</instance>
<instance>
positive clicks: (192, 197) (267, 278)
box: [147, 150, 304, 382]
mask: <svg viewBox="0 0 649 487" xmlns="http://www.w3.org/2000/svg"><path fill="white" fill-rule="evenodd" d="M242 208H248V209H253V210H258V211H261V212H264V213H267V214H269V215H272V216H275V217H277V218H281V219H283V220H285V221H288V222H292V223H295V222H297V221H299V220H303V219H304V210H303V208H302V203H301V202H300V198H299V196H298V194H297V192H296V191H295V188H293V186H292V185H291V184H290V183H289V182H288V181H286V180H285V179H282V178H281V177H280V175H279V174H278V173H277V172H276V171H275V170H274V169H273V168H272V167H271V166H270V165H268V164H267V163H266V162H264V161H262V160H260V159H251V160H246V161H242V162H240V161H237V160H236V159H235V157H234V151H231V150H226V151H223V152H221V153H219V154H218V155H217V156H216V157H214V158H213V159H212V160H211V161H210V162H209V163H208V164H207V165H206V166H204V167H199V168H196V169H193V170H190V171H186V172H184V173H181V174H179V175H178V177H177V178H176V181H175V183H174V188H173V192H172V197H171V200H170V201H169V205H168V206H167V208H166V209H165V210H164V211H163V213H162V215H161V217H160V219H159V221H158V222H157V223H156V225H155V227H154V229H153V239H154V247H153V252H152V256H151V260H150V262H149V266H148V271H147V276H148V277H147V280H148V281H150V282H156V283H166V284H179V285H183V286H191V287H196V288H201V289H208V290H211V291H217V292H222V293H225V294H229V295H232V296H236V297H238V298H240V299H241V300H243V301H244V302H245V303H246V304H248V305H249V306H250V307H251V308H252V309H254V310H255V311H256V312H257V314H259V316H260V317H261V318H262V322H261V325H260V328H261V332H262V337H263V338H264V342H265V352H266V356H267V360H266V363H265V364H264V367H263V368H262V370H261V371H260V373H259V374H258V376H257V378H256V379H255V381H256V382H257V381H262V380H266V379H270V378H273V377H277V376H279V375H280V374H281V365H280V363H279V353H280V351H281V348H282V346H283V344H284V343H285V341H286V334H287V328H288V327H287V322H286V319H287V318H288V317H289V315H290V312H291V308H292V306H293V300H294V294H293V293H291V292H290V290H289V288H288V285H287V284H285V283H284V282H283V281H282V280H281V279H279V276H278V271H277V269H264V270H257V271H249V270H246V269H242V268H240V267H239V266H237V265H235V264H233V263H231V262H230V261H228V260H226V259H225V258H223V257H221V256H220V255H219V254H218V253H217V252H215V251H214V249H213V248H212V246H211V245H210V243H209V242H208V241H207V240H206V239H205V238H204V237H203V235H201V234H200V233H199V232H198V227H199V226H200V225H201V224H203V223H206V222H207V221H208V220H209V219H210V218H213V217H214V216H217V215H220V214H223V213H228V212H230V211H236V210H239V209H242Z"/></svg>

WHAT TO WORK ON >>
Reproduce the lines above verbatim, preserving every character, space, and line break.

SOLUTION BELOW >>
</instance>
<instance>
positive clicks: (192, 197) (267, 278)
box: [147, 150, 304, 382]
mask: <svg viewBox="0 0 649 487" xmlns="http://www.w3.org/2000/svg"><path fill="white" fill-rule="evenodd" d="M242 208H248V209H253V210H258V211H261V212H264V213H267V214H269V215H272V216H275V217H277V218H281V219H283V220H285V221H288V222H292V223H295V222H297V221H299V220H303V219H304V210H303V208H302V203H301V202H300V198H299V196H298V194H297V192H296V191H295V188H293V186H292V185H291V184H290V183H289V182H288V181H286V180H285V179H282V178H281V177H280V175H279V174H278V173H277V172H276V171H275V170H274V169H273V168H272V167H271V166H270V165H268V164H267V163H266V162H264V161H262V160H260V159H251V160H246V161H242V162H240V161H237V160H236V159H235V157H234V151H231V150H226V151H223V152H221V153H219V154H218V155H217V156H216V157H214V158H213V159H212V160H211V161H210V162H209V163H208V164H207V165H206V166H204V167H199V168H196V169H193V170H190V171H186V172H184V173H181V174H179V175H178V177H177V178H176V181H175V183H174V188H173V192H172V197H171V200H170V201H169V205H168V206H167V208H166V209H165V210H164V211H163V213H162V215H161V217H160V219H159V221H158V222H157V223H156V225H155V227H154V229H153V239H154V247H153V252H152V256H151V260H150V262H149V266H148V271H147V276H148V277H147V280H148V281H150V282H156V283H166V284H179V285H183V286H191V287H196V288H201V289H208V290H211V291H217V292H222V293H225V294H229V295H232V296H236V297H238V298H240V299H241V300H243V301H244V302H245V303H246V304H248V305H249V306H250V307H251V308H252V309H254V310H255V311H256V312H257V314H259V316H260V317H261V318H262V322H261V325H260V328H261V332H262V337H263V338H264V342H265V352H266V356H267V360H266V363H265V364H264V367H263V368H262V370H261V371H260V373H259V374H258V376H257V378H256V379H255V381H256V382H257V381H262V380H266V379H270V378H273V377H277V376H279V375H280V374H281V365H280V363H279V353H280V351H281V348H282V346H283V344H284V343H285V341H286V334H287V328H288V327H287V322H286V319H287V318H288V317H289V315H290V312H291V308H292V306H293V300H294V294H293V293H291V292H290V290H289V288H288V285H287V284H285V283H284V282H283V281H282V280H281V279H279V276H278V271H277V269H264V270H257V271H249V270H246V269H242V268H240V267H239V266H237V265H235V264H233V263H231V262H230V261H228V260H226V259H225V258H223V257H221V256H220V255H219V254H218V253H217V252H215V251H214V249H213V248H212V246H211V245H210V243H209V242H208V241H207V240H206V239H205V238H204V237H203V235H201V234H200V233H199V232H198V227H199V226H200V225H201V224H203V223H206V222H207V221H208V220H209V219H210V218H213V217H214V216H217V215H220V214H223V213H228V212H230V211H236V210H239V209H242Z"/></svg>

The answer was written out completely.